::: Data to examine :::

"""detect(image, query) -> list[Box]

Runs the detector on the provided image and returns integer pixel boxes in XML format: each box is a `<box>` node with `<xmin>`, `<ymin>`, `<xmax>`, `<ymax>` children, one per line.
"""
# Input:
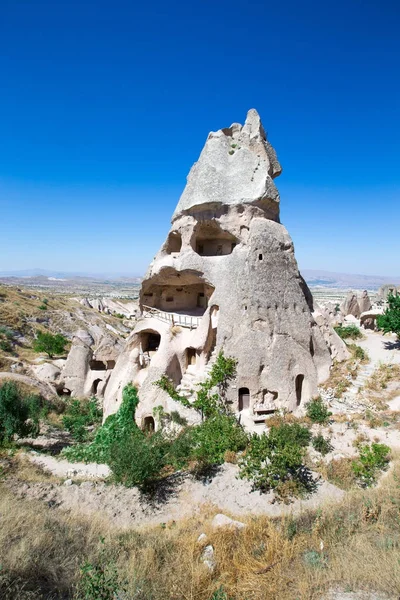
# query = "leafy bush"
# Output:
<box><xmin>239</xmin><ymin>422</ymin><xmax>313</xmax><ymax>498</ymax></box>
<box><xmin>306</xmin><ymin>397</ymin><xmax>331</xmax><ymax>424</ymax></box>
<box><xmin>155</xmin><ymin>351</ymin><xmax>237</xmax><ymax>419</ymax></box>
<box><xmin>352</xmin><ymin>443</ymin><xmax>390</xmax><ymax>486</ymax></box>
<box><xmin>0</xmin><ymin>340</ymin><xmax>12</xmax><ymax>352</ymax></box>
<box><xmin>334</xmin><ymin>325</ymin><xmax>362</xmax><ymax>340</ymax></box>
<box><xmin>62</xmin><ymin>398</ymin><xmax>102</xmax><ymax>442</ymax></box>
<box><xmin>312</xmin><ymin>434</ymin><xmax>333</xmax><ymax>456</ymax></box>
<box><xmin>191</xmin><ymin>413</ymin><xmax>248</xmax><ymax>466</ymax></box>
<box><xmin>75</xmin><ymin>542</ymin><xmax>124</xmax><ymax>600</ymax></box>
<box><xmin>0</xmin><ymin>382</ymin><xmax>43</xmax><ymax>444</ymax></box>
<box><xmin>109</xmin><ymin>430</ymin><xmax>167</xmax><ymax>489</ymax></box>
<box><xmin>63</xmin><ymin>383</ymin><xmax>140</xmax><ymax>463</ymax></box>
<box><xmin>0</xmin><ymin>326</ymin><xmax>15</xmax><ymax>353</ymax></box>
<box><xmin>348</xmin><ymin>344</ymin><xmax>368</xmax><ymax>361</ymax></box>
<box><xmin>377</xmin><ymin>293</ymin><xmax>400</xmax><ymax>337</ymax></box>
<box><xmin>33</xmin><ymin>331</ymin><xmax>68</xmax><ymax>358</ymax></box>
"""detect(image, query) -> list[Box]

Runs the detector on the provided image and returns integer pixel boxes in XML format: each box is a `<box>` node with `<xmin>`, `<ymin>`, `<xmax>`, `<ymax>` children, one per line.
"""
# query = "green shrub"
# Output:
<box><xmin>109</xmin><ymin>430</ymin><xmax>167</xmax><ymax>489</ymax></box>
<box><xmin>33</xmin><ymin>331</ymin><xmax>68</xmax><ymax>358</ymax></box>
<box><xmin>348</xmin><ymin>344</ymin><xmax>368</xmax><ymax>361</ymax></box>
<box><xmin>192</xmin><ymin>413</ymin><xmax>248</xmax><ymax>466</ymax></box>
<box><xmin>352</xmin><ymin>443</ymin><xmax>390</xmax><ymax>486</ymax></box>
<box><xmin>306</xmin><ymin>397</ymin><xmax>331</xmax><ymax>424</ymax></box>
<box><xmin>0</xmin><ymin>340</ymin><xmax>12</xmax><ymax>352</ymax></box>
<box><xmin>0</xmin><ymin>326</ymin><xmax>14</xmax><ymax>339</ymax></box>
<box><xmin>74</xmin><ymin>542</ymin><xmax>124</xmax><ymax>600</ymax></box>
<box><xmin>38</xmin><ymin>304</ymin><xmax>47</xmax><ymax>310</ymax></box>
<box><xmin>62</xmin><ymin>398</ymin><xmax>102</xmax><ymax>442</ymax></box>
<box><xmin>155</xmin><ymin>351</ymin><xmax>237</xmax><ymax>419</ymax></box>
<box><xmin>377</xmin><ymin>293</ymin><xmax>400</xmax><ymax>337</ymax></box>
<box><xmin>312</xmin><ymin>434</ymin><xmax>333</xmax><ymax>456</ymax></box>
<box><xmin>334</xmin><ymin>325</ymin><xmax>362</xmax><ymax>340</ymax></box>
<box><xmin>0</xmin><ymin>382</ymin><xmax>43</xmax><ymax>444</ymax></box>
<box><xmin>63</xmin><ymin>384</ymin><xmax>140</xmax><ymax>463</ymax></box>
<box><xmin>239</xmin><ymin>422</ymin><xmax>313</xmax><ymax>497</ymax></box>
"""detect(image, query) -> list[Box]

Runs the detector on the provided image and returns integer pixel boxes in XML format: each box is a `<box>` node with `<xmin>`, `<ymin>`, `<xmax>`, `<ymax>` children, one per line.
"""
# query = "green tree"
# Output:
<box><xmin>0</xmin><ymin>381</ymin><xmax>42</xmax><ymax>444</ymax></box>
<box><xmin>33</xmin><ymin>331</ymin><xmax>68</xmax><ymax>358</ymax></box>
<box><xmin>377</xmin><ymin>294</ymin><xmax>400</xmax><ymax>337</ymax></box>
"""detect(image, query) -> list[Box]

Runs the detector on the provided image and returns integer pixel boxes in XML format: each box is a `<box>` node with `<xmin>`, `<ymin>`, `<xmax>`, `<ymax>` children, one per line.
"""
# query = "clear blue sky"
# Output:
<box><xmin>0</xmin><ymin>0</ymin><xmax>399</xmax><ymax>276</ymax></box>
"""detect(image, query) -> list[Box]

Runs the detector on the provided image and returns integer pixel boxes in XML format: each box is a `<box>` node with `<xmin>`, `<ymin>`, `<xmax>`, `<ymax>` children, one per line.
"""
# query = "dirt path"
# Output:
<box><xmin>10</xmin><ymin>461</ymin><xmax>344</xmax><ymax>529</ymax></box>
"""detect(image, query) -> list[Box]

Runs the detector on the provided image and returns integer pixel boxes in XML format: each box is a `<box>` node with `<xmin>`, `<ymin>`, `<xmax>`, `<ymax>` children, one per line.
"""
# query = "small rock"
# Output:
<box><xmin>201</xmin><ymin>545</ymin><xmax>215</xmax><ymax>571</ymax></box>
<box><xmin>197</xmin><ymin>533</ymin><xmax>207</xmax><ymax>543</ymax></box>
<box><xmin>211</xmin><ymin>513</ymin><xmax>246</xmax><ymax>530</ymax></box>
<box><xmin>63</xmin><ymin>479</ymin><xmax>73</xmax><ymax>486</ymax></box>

:::

▶ _Aim of the task_: Omit the images and transcribe all of the records above word for word.

▶ _Answer to this task_:
"""detect(image, query) -> list[Box]

Runs the detector on the provided image and returns integer pixel boxes in XML format: each box is a `<box>` node with `<xmin>`, `<ymin>`, `<xmax>`, `<ymax>` children, one per line.
"""
# Input:
# query = "leafy bush"
# Output:
<box><xmin>239</xmin><ymin>422</ymin><xmax>313</xmax><ymax>498</ymax></box>
<box><xmin>306</xmin><ymin>397</ymin><xmax>331</xmax><ymax>424</ymax></box>
<box><xmin>155</xmin><ymin>351</ymin><xmax>237</xmax><ymax>419</ymax></box>
<box><xmin>352</xmin><ymin>443</ymin><xmax>390</xmax><ymax>486</ymax></box>
<box><xmin>0</xmin><ymin>340</ymin><xmax>12</xmax><ymax>352</ymax></box>
<box><xmin>334</xmin><ymin>325</ymin><xmax>362</xmax><ymax>340</ymax></box>
<box><xmin>62</xmin><ymin>398</ymin><xmax>102</xmax><ymax>442</ymax></box>
<box><xmin>312</xmin><ymin>434</ymin><xmax>333</xmax><ymax>456</ymax></box>
<box><xmin>191</xmin><ymin>413</ymin><xmax>248</xmax><ymax>466</ymax></box>
<box><xmin>75</xmin><ymin>542</ymin><xmax>124</xmax><ymax>600</ymax></box>
<box><xmin>0</xmin><ymin>382</ymin><xmax>43</xmax><ymax>444</ymax></box>
<box><xmin>109</xmin><ymin>430</ymin><xmax>167</xmax><ymax>489</ymax></box>
<box><xmin>63</xmin><ymin>383</ymin><xmax>140</xmax><ymax>463</ymax></box>
<box><xmin>0</xmin><ymin>326</ymin><xmax>15</xmax><ymax>353</ymax></box>
<box><xmin>348</xmin><ymin>344</ymin><xmax>368</xmax><ymax>361</ymax></box>
<box><xmin>377</xmin><ymin>293</ymin><xmax>400</xmax><ymax>337</ymax></box>
<box><xmin>33</xmin><ymin>331</ymin><xmax>68</xmax><ymax>358</ymax></box>
"""detect(image, query) -> list[Box]

Runs the detector on the provided image and returns integer pixel boxes in XML format: each box is a `<box>` node with `<xmin>`, `<ymin>`, `<xmax>`, `<ymax>` children, one per line.
"""
# query = "green shrub"
# Output:
<box><xmin>109</xmin><ymin>430</ymin><xmax>167</xmax><ymax>489</ymax></box>
<box><xmin>33</xmin><ymin>331</ymin><xmax>68</xmax><ymax>358</ymax></box>
<box><xmin>348</xmin><ymin>344</ymin><xmax>368</xmax><ymax>361</ymax></box>
<box><xmin>192</xmin><ymin>413</ymin><xmax>248</xmax><ymax>466</ymax></box>
<box><xmin>352</xmin><ymin>443</ymin><xmax>390</xmax><ymax>486</ymax></box>
<box><xmin>306</xmin><ymin>397</ymin><xmax>331</xmax><ymax>424</ymax></box>
<box><xmin>0</xmin><ymin>340</ymin><xmax>12</xmax><ymax>352</ymax></box>
<box><xmin>0</xmin><ymin>326</ymin><xmax>14</xmax><ymax>339</ymax></box>
<box><xmin>74</xmin><ymin>542</ymin><xmax>124</xmax><ymax>600</ymax></box>
<box><xmin>38</xmin><ymin>304</ymin><xmax>47</xmax><ymax>310</ymax></box>
<box><xmin>62</xmin><ymin>398</ymin><xmax>102</xmax><ymax>442</ymax></box>
<box><xmin>155</xmin><ymin>351</ymin><xmax>237</xmax><ymax>419</ymax></box>
<box><xmin>377</xmin><ymin>293</ymin><xmax>400</xmax><ymax>337</ymax></box>
<box><xmin>312</xmin><ymin>434</ymin><xmax>333</xmax><ymax>456</ymax></box>
<box><xmin>334</xmin><ymin>325</ymin><xmax>362</xmax><ymax>340</ymax></box>
<box><xmin>0</xmin><ymin>382</ymin><xmax>43</xmax><ymax>444</ymax></box>
<box><xmin>63</xmin><ymin>384</ymin><xmax>140</xmax><ymax>463</ymax></box>
<box><xmin>239</xmin><ymin>422</ymin><xmax>313</xmax><ymax>497</ymax></box>
"""detect(image, query) -> list[Box]

Runs the detector on the provided image and returns integer pixel boxes in XML format: each box is a `<box>` node with `<xmin>`, `<ymin>`, `<xmax>`, `<ymax>` children, one per line.
"""
# query = "green tree"
# Output:
<box><xmin>0</xmin><ymin>381</ymin><xmax>42</xmax><ymax>444</ymax></box>
<box><xmin>33</xmin><ymin>331</ymin><xmax>68</xmax><ymax>358</ymax></box>
<box><xmin>377</xmin><ymin>294</ymin><xmax>400</xmax><ymax>337</ymax></box>
"""detect(image, query) -> list[Box]

Runs the detector on the provided image and returns integer pixel boxes in XML format: each box is a `<box>` node with `<xmin>`, `<ymin>`, `<xmax>`, `<ymax>` children, one per line.
"""
# query = "clear blue sky"
# Output:
<box><xmin>0</xmin><ymin>0</ymin><xmax>399</xmax><ymax>276</ymax></box>
"""detect(image, query) -> list[Box]

Runs the detector on the provided image and returns integer pixel boxes in XML format: each box is a `<box>` node with `<xmin>`, `<ymin>`, `<xmax>`, `<ymax>` children, one per line.
"""
# query = "dirt path"
# Output:
<box><xmin>10</xmin><ymin>461</ymin><xmax>344</xmax><ymax>529</ymax></box>
"""detect(image, query) -> list[Box]

Runs the detector on the provided image and returns integer pixel boxes in XML format: each box is a `<box>` node with `<xmin>`, `<ymin>`, `<xmax>`, `<ymax>` children, one per line.
"""
# query = "small rock"
# Output:
<box><xmin>201</xmin><ymin>545</ymin><xmax>215</xmax><ymax>571</ymax></box>
<box><xmin>197</xmin><ymin>533</ymin><xmax>207</xmax><ymax>543</ymax></box>
<box><xmin>211</xmin><ymin>513</ymin><xmax>246</xmax><ymax>530</ymax></box>
<box><xmin>63</xmin><ymin>479</ymin><xmax>73</xmax><ymax>486</ymax></box>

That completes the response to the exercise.